===== Data lines =====

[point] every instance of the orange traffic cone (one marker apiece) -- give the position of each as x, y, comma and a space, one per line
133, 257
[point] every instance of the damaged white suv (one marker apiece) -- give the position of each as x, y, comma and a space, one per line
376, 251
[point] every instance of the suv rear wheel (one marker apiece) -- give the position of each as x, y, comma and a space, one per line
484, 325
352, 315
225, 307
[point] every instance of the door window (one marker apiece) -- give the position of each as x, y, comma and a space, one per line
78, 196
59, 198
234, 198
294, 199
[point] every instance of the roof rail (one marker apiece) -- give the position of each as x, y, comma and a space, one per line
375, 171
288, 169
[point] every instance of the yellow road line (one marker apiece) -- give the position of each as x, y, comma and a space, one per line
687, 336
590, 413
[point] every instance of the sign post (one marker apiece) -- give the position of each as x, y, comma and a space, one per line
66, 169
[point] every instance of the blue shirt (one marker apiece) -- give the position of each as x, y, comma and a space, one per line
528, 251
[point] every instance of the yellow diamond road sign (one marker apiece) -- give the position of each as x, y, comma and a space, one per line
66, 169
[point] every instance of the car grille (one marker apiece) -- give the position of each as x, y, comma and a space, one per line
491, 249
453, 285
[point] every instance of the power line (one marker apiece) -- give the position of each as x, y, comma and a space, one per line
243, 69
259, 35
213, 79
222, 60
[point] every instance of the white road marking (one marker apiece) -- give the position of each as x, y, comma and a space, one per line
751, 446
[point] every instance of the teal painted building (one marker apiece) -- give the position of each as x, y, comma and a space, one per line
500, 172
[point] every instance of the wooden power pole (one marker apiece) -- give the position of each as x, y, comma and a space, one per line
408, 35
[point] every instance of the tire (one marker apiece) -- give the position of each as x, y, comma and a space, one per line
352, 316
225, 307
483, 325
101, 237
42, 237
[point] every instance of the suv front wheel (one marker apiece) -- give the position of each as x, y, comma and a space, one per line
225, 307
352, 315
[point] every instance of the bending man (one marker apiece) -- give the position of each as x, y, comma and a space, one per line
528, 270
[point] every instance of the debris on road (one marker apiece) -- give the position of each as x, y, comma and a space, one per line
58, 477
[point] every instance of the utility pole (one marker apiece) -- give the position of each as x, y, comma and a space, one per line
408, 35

=====

The request:
Format every line of the listing above as a numbered list, dropping any blank lines.

Response:
1. [point] every instance of the orange traffic cone (one marker apiece) -- give the position of each as x, y, comma and a space, one per line
2. 133, 257
3. [point] every instance of the damaged white suv (one marker apiece) -- give the position of each as x, y, comma and a space, one per line
4. 376, 251
5. [point] every instance of the suv rear wheel (one marker apiece) -- give the position of each as x, y, comma and a space, one per line
6. 484, 325
7. 352, 315
8. 225, 307
9. [point] every instance of the door window (one marker apiece) -- give the position of each as x, y, comma and a space, one per line
10. 78, 196
11. 59, 198
12. 234, 198
13. 294, 199
14. [point] every instance of the roof rail (one marker apiece) -- give the position of each as x, y, comma and a space, one per line
15. 375, 171
16. 288, 169
17. [point] every instance of the yellow road line (one marker apiece) -- give the position of each as x, y, comma and a space, one per line
18. 687, 336
19. 590, 413
20. [point] every instance of the sign post (one marker apiece) -- give the position of each as x, y, comma and a space, one per line
21. 66, 169
22. [point] every instance of the blue shirt (one marker apiece) -- give the position of each as x, y, comma and a space, one per line
23. 528, 251
24. [point] every instance of the yellow diamond road sign (one marker apiece) -- give the position of each as x, y, comma and a space, one per line
25. 66, 169
26. [point] every instance of the car grille (one marker apiece) -- give the position of each as x, y, comma and a space, one per line
27. 491, 249
28. 453, 285
29. [point] every instance of the power line (one marker apiece) -- give the position of each as x, y, comma and a space, one per line
30. 243, 69
31. 259, 35
32. 213, 79
33. 222, 60
34. [point] every instance of the white road marking (one marker apiece) -- give the position of each as x, y, comma and a space, one per line
35. 751, 446
36. [point] every instance of the teal painted building (one marker apiece) -- give the position of each as x, y, comma and a space, one per line
37. 500, 172
38. [point] every instance of the wooden power pole (one marker apiece) -- give the position of each as x, y, comma and a space, one per line
39. 408, 35
40. [point] every instance of the tire (one marker apiece) -- give the position of each as x, y, comma and a space, one per line
41. 352, 316
42. 225, 307
43. 483, 325
44. 101, 237
45. 42, 237
46. [point] every instance of the suv front wheel (one marker apiece) -- give the position of each as x, y, comma and a space, one per line
47. 225, 307
48. 352, 315
49. [point] every instance of the bending man (one marker apiece) -- give the position of each as x, y, comma and a space, one per line
50. 528, 270
51. [point] every instance of the debris on road (one marker apiece) -- give the position of each as x, y, comma and a space, one per line
52. 58, 477
53. [point] every instance of the utility pole (one marker apiece) -- give the position of each as x, y, comma and a space, one per line
54. 408, 35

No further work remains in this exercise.